Render the data below as a JSON list of strings, with one string per line. Skip blank lines and leave out the picture markers.

★ ★ ★ ★

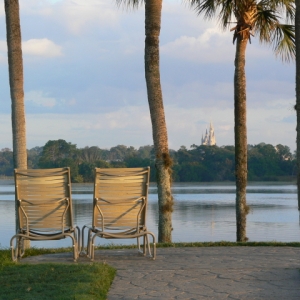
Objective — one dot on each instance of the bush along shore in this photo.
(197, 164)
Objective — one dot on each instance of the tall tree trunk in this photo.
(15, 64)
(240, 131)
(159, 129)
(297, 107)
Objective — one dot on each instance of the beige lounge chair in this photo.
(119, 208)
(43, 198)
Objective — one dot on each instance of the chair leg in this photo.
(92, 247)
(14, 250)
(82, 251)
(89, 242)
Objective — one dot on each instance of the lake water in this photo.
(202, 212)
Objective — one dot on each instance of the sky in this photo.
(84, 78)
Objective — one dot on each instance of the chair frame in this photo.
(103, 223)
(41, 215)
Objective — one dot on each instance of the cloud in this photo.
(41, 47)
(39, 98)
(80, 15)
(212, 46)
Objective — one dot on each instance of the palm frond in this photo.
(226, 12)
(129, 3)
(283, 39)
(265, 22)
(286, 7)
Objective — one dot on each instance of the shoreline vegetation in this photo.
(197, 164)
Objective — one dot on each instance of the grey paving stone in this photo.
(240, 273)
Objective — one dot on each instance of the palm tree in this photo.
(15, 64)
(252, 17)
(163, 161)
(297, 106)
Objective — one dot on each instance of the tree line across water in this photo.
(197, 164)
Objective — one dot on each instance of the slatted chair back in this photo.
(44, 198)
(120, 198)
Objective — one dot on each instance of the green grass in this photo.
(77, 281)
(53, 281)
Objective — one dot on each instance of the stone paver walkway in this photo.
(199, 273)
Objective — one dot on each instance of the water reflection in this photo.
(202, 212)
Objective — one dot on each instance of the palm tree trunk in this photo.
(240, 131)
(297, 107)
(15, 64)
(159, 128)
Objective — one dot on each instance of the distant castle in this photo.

★ ★ ★ ★

§ TASK RESPONSE
[
  "Objective — one dot on each instance of the bush along shore in this photo.",
  "(197, 164)",
  "Objective — one dot on each instance of the tall tree trunk in this photo.",
  "(15, 64)",
  "(240, 131)",
  "(159, 129)",
  "(297, 107)",
  "Objective — one dot on each instance of the beige lounge chair in this photo.",
  "(119, 208)",
  "(43, 198)",
  "Objective — one dot on each instance of the chair leg in this photo.",
  "(92, 247)",
  "(14, 250)",
  "(82, 251)",
  "(89, 242)",
  "Objective — one dot on each instance of the lake water in this photo.",
  "(202, 212)",
  "Objective — one dot on each instance of the sky in this photo.",
  "(84, 78)",
  "Objective — one dot on each instance of the chair frame in this photo.",
  "(103, 223)",
  "(41, 215)",
  "Objective — one dot on each instance of the cloud in this photo.",
  "(41, 47)",
  "(39, 98)",
  "(80, 15)",
  "(212, 46)",
  "Objective — one dot on each instance of the palm frond in this photo.",
  "(226, 12)",
  "(129, 3)",
  "(283, 39)",
  "(265, 22)",
  "(286, 7)",
  "Objective — one dot on each instance of the shoreline vegetation in this photo.",
  "(197, 164)",
  "Objective — one dot on each instance of the grey paving stone in this photo.",
  "(240, 273)",
  "Objective — one dot on each instance of the palm tree in this photo.",
  "(15, 64)",
  "(252, 17)",
  "(163, 161)",
  "(297, 106)",
  "Objective — one dot on each instance of the tree line across water in this photo.",
  "(197, 164)",
  "Objective — one dot on each instance of the slatted chair back in this photo.",
  "(44, 198)",
  "(120, 198)",
  "Objective — one dot on each instance of the green grass in this photo.",
  "(77, 281)",
  "(53, 281)",
  "Objective — one dot on each instance of the stone paver walkway in this photo.",
  "(199, 273)",
  "Objective — one dot on each instance of the water reflection in this photo.",
  "(202, 212)",
  "Objective — one dot on each instance of the palm tree trunk in this photo.",
  "(240, 131)",
  "(297, 107)",
  "(15, 64)",
  "(159, 128)",
  "Objective — one dot on each instance of the distant castle in this photo."
]